■ DIRECTIONS FOR THIS TASK:
Please output the rows below verbatim, starting with the first row and stopping after the line that contains "[[130, 295, 220, 426], [287, 271, 353, 386]]".

============================================================

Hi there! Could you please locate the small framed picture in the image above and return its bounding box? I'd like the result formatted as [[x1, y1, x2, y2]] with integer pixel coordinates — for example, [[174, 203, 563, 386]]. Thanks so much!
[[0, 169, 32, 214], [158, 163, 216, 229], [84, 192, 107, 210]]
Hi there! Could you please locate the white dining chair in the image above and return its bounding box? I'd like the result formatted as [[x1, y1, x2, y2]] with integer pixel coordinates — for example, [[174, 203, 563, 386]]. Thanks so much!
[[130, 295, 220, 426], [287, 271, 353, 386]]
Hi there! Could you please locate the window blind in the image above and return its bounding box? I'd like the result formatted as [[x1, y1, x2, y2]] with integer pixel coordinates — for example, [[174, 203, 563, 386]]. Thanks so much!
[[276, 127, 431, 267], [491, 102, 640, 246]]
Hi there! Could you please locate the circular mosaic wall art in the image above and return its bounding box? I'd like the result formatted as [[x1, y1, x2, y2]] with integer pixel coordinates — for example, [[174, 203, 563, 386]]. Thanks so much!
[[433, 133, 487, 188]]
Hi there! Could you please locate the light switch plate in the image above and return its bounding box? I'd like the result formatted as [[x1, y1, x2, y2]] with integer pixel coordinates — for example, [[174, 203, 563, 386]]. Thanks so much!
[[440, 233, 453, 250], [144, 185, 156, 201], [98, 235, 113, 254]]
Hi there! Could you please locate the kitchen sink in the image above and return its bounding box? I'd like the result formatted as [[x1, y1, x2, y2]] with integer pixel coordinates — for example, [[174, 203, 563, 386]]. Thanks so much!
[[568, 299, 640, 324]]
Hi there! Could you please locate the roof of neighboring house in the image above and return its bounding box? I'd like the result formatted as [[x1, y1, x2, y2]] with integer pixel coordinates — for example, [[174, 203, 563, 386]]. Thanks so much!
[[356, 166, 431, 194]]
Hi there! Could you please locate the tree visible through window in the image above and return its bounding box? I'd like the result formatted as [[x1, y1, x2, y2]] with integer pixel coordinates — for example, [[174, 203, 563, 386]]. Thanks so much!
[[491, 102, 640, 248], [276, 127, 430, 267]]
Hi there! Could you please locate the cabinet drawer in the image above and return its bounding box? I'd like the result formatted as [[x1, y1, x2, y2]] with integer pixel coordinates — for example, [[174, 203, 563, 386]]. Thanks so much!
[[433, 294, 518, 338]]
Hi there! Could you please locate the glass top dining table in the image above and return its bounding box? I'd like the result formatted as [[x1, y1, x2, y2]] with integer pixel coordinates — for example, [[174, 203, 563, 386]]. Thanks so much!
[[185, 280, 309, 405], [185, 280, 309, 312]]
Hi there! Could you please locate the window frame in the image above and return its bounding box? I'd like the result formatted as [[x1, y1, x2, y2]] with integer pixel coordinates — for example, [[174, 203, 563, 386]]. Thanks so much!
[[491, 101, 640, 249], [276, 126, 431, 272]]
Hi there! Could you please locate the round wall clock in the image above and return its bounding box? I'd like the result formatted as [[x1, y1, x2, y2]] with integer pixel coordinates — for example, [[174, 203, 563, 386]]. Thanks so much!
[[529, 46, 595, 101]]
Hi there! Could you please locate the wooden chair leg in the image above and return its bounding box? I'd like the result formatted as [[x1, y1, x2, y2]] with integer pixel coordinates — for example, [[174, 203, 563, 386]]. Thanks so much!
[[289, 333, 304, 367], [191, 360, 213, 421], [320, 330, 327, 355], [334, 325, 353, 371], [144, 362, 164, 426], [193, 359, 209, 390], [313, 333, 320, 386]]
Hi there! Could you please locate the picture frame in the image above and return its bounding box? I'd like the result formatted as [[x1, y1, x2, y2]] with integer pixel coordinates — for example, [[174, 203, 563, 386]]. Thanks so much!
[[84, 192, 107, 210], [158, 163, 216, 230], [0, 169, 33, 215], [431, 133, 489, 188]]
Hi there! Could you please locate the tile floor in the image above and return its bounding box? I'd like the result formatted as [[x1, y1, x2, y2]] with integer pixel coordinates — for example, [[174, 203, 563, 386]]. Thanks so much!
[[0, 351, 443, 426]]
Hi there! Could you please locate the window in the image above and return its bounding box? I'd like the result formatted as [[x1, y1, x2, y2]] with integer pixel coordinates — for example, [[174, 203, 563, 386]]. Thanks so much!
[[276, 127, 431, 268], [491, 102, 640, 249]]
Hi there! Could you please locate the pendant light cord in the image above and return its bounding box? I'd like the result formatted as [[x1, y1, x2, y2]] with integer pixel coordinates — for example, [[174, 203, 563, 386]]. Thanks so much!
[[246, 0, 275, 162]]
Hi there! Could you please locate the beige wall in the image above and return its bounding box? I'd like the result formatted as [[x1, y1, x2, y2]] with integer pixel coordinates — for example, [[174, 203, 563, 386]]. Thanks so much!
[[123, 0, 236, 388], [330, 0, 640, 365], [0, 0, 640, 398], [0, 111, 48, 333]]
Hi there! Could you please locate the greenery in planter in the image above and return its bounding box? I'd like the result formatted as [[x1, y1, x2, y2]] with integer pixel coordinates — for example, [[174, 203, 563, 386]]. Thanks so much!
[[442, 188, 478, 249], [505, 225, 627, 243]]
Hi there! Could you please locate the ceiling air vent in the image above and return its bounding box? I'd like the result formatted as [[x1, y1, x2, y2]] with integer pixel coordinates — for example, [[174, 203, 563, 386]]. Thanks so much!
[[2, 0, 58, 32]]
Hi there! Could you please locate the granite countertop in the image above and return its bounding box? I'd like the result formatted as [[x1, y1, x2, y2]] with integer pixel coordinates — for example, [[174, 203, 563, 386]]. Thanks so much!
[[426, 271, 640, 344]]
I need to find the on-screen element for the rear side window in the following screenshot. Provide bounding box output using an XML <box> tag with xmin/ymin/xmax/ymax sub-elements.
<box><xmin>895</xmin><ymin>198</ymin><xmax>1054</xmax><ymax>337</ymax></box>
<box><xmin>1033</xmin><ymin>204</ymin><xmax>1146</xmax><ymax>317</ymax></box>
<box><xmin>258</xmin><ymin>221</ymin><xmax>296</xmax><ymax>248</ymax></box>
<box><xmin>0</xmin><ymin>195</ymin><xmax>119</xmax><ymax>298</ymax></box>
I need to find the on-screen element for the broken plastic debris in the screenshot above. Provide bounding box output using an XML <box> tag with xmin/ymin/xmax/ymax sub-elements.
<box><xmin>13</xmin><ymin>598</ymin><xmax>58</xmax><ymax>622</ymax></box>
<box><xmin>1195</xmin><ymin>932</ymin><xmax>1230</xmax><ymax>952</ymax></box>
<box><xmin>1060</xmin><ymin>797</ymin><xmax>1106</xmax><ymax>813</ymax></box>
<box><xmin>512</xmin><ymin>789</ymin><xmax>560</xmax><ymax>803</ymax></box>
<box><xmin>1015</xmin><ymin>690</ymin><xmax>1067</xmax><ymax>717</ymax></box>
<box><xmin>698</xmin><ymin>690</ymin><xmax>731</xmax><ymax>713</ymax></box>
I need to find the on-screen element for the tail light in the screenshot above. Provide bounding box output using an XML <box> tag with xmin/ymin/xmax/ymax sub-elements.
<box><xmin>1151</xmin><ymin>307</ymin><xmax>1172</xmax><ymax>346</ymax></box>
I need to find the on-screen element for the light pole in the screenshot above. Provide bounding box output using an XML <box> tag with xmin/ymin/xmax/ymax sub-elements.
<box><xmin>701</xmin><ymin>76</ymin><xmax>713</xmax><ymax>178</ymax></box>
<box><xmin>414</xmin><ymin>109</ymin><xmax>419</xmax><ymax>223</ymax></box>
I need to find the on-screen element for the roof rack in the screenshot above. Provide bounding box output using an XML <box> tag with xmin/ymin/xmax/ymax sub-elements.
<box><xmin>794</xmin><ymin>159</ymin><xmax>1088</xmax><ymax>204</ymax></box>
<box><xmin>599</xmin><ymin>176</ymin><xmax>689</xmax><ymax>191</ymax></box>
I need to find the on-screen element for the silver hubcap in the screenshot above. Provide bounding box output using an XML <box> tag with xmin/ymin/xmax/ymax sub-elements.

============================================================

■ RESPONSE:
Hi there! Could you please locate the small framed picture in the image above and return its bounding box? I'd like the result formatted as [[x1, y1, x2, y2]] with integer pixel coordinates — for example, [[174, 203, 563, 386]]. Thanks so much!
[[0, 169, 32, 214], [158, 163, 216, 229], [84, 192, 107, 210]]
Hi there! Could you please locate the white dining chair in the image above and return its bounding box? I'd like the result formatted as [[x1, y1, x2, y2]] with integer pixel coordinates — for example, [[174, 203, 563, 386]]. Thanks so much!
[[130, 295, 220, 426], [287, 271, 353, 386]]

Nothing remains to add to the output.